About this task:
The lines to reproduce run from the first one below to the line containing "Target | large tree", both included. Reproduce them exactly and nothing else.

____ Exercise inputs

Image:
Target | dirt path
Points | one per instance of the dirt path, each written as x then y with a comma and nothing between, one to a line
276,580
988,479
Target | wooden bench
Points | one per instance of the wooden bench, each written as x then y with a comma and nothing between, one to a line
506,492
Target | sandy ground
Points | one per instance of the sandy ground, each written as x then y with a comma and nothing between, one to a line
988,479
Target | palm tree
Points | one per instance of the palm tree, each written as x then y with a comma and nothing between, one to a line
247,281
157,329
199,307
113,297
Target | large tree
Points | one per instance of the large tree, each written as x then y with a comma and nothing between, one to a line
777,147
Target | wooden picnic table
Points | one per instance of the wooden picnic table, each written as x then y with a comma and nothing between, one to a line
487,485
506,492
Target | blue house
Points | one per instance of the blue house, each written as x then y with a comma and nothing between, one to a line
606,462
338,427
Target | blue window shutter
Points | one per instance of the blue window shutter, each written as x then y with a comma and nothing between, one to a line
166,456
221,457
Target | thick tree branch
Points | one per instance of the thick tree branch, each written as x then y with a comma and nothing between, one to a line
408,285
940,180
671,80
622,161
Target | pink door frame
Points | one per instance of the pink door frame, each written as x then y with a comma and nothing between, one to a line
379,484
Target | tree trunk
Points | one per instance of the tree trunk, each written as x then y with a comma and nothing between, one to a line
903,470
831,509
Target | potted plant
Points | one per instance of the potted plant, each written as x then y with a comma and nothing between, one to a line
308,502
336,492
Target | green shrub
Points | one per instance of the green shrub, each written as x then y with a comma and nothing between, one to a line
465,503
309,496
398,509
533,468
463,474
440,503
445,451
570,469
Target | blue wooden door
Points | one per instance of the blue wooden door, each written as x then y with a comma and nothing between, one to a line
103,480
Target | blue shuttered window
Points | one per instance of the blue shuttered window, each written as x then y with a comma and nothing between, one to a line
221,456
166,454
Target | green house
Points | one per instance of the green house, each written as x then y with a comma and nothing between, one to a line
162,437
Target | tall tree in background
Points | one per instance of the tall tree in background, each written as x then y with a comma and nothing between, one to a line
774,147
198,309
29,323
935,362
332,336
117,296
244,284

________

Answer section:
Image:
Target | dirt path
Points | one per instance of the dirt path, each written as x then y with a comma and nothing between, one to a line
276,580
988,479
Target | wooden bench
Points | one per instance of the wooden bench, each written as x then y with a comma and nothing between, one to a line
506,492
Target | sandy ground
Points | one per instance of the sandy ground, each written as x then y with a comma and nothing between, one to a line
988,479
Target | palm tree
Points | one per instance of the palm tree, each written as x then y with a comma and nothing between, one to a line
247,281
157,329
199,307
113,297
Target | large tree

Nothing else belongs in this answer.